* Given task A:
Using the poem "Ars Poetica" below, explain what the stanza beginning "At times in the afternoon a face" says art must be like, and why.

* Text shown:
(begin)

Posts filed under ‘Jorge Luis Borges’

Ars Poetica

Jorge Luis Borges

Listen

To gaze at the river made of time and water
And recall that time itself is another river,
To know we cease to be, just like the river,
And that our faces pass away, just like the water.

To feel that waking is another sleep
That dreams it does not sleep and that death,
Which our flesh dreads, is that very death
Of every night, which we call sleep.

To see in the day or in the year a symbol
of makind’s days and of his years,
To transform the ourtage of the years
Into a music, a rumor and a symbol,

To see in death a sleep, and in the sunset
A sad gold, of such is Poetry
Immortal and a pauper. For Poetry
Returns like the dawn and the sunset.

At times in the afternoon a face
Looks at us from the depths of a mirror;
Art must be like that mirror
That reveals to us this face of ours.

They tell how Ulysses, glutted with wonders,
Wept with love to descry his Ithaca
Humble and green. Art is that Ithaca
Of green eternity, not of wonders.

It is also like an endless river
That passes and remains, a mirror for one same
Inconstant Heraclitus, who is the same
And another, like an endless river.

from Dreamtigers, 1964. Tr. by Harold Morland.

En español (thanks Vasha!),

Arte Poética

Mirar el río hecho de tiempo y agua
y recordar que el tiempo es otro río,
saber que nos perdemos como el río
y que los rostros pasan como el agua.

Sentir que la vigilia es otro sueño
que sueña no soñar y que la muerte
que teme nuestra carne es esa muerte
de cada noche, que se llama sueño.

Ver en el día o en el año un símbolo
de los días del hombre y de sus años,
convertir el ultraje de los años
en una música, un rumor y un símbolo,

ver en la muerte el sueño, en el ocaso
un triste oro, tal es la poesía
que es inmortal y pobre. La poesía
vuelve como la aurora y el ocaso.

A veces en las tardes una cara
nos mira desde el fondo de un espejo;
el arte debe ser como ese espejo
que nos revela nuestra propia cara.

Cuentan que Ulises, harto de prodigios,
lloró de amor al divisar su Itaca
verde y humilde. El arte es esa Itaca
de verde eternidad, no de prodigios.

También es como el río interminable
que pasa y queda y es cristal de un mismo
Heráclito inconstante, que es el mismo
y es otro, como el río interminable.

(end)

* Data shown:

(begin)

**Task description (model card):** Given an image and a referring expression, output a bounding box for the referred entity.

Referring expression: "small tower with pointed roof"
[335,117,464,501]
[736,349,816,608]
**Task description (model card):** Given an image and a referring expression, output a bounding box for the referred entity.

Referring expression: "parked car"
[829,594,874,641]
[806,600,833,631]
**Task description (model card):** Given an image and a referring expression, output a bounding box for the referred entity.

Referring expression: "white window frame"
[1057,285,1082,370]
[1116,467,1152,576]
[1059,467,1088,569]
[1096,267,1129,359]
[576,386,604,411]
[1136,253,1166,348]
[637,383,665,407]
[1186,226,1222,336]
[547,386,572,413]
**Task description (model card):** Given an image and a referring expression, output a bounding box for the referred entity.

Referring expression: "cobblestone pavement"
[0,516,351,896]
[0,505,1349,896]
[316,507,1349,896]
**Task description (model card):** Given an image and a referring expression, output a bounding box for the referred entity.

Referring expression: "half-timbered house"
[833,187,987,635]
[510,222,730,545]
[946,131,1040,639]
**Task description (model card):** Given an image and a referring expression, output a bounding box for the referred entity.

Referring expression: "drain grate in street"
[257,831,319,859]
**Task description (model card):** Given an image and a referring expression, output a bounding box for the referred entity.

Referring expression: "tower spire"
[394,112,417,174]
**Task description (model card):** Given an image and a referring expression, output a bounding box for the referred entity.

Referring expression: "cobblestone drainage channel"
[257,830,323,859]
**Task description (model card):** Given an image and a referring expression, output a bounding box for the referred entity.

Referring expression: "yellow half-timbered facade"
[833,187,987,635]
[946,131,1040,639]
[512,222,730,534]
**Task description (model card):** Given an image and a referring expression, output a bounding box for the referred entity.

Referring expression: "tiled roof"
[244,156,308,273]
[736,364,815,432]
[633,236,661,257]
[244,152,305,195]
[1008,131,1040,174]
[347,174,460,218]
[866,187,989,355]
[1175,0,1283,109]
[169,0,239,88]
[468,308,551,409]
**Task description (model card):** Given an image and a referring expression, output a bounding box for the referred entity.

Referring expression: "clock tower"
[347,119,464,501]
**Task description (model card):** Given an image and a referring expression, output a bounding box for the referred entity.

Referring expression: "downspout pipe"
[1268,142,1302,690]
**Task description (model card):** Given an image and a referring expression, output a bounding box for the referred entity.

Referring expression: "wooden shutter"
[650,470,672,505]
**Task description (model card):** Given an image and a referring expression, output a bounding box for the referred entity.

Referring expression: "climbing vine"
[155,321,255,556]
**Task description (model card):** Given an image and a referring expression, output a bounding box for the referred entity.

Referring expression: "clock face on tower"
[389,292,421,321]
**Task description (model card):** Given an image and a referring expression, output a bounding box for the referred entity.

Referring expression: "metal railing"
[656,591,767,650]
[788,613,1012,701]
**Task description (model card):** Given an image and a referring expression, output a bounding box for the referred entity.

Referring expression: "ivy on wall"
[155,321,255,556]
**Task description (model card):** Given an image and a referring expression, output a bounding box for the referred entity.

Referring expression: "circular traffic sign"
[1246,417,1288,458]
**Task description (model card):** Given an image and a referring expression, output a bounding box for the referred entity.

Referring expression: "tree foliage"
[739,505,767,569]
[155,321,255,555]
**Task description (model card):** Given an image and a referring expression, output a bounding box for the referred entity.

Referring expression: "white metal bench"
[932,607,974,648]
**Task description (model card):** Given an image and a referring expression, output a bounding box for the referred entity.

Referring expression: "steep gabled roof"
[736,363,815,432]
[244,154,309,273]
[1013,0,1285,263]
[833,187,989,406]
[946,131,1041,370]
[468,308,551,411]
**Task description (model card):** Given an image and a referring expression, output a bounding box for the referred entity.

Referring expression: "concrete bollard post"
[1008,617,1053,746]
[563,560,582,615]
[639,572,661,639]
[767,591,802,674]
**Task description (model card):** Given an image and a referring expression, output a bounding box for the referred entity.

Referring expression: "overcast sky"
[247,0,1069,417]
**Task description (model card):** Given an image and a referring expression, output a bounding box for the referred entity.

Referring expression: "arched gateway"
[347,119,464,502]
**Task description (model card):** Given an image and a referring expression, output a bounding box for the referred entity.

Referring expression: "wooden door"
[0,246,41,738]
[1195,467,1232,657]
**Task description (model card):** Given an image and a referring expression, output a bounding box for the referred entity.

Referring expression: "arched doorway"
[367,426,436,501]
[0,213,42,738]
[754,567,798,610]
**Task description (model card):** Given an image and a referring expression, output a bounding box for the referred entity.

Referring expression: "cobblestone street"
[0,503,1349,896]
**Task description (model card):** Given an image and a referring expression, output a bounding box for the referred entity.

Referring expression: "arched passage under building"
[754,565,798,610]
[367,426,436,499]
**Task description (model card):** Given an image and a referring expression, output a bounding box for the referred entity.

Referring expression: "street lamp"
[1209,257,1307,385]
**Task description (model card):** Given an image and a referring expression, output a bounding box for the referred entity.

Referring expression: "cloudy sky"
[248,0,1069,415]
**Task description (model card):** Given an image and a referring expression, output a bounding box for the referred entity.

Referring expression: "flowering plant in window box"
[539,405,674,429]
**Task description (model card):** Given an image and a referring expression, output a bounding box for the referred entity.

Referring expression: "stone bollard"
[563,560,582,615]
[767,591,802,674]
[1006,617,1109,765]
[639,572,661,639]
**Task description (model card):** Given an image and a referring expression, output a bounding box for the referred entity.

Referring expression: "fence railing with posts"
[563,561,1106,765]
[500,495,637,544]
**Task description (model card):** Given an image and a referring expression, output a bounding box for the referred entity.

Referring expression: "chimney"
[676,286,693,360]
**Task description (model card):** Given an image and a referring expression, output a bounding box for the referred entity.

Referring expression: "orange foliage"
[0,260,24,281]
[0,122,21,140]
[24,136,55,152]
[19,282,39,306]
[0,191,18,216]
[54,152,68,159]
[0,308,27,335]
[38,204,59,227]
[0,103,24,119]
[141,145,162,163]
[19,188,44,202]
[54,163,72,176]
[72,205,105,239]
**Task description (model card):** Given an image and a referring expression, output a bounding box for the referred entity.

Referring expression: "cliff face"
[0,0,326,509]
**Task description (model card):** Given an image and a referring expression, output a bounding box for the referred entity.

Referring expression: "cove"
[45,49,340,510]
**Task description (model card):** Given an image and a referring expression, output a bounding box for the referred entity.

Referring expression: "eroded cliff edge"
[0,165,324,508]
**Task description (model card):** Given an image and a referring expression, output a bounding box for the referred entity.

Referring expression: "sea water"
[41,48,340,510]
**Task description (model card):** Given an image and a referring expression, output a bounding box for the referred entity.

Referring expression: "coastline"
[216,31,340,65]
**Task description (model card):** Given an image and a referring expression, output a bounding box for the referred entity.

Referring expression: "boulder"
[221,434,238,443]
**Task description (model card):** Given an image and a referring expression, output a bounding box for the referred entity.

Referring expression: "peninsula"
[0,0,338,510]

(end)

* Given task B:
Please rewrite everything in the records, from the start down to the line containing "[394,112,417,174]", as a Markdown table with the columns Number and Record line, leaving out blank lines.

* Written solution A:
Art must be like the mirror from whose depths a face sometimes looks at us in the afternoon. It must be like that mirror because the mirror reveals to us this face of ours.

* Written solution B:
| Number | Record line |
|---|---|
| 1 | **Task description (model card):** Given an image and a referring expression, output a bounding box for the referred entity. |
| 2 | Referring expression: "small tower with pointed roof" |
| 3 | [335,117,464,501] |
| 4 | [736,349,816,608] |
| 5 | **Task description (model card):** Given an image and a referring expression, output a bounding box for the referred entity. |
| 6 | Referring expression: "parked car" |
| 7 | [829,594,874,641] |
| 8 | [806,600,833,631] |
| 9 | **Task description (model card):** Given an image and a referring expression, output a bounding box for the referred entity. |
| 10 | Referring expression: "white window frame" |
| 11 | [1057,285,1082,370] |
| 12 | [1116,467,1152,576] |
| 13 | [1059,467,1088,569] |
| 14 | [1096,267,1129,359] |
| 15 | [576,386,604,411] |
| 16 | [1136,253,1166,348] |
| 17 | [637,383,665,407] |
| 18 | [1186,226,1222,336] |
| 19 | [547,386,572,413] |
| 20 | **Task description (model card):** Given an image and a referring expression, output a bounding box for the referred entity. |
| 21 | Referring expression: "cobblestone pavement" |
| 22 | [0,516,351,896] |
| 23 | [0,505,1349,896] |
| 24 | [316,507,1349,896] |
| 25 | **Task description (model card):** Given an image and a referring expression, output a bounding box for the referred entity. |
| 26 | Referring expression: "half-timbered house" |
| 27 | [833,187,987,635] |
| 28 | [510,222,730,545] |
| 29 | [946,131,1040,639] |
| 30 | **Task description (model card):** Given an image and a referring expression, output a bounding box for the referred entity. |
| 31 | Referring expression: "drain grate in street" |
| 32 | [257,831,319,859] |
| 33 | **Task description (model card):** Given an image and a referring expression, output a bounding box for the referred entity. |
| 34 | Referring expression: "tower spire" |
| 35 | [394,112,417,174] |